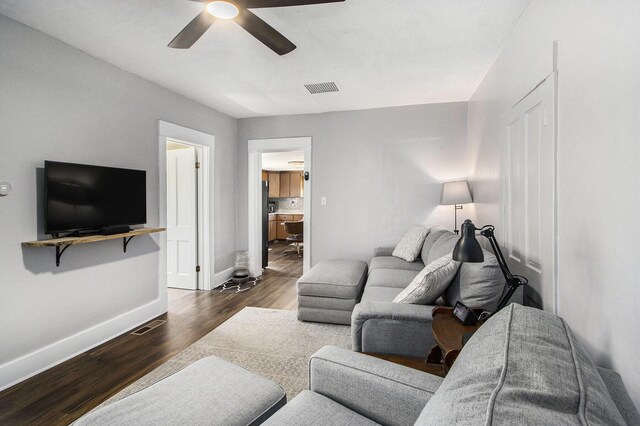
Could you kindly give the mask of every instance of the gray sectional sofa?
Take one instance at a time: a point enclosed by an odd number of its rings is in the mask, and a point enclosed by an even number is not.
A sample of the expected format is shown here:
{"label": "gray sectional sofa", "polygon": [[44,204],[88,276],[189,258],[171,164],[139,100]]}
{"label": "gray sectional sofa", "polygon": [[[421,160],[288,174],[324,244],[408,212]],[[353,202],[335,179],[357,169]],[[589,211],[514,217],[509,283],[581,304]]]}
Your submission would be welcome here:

=====

Retype the listing above exactly. Pictures are not part of the copy.

Could you kindly give the mask of every instance of the gray sectional sofa?
Take one instance at a time: a point enclosed by an odd number of its rings is in the mask, and a point enclosed by an even number is not.
A sample of the expected format is shown here:
{"label": "gray sectional sofa", "polygon": [[44,204],[88,276],[189,258],[171,164],[139,100]]}
{"label": "gray sectional sofa", "polygon": [[[421,160],[288,174],[324,244],[408,212]],[[353,202],[335,179],[357,169]],[[589,211],[514,217],[509,283],[581,304]]]}
Your submission would be welcome here:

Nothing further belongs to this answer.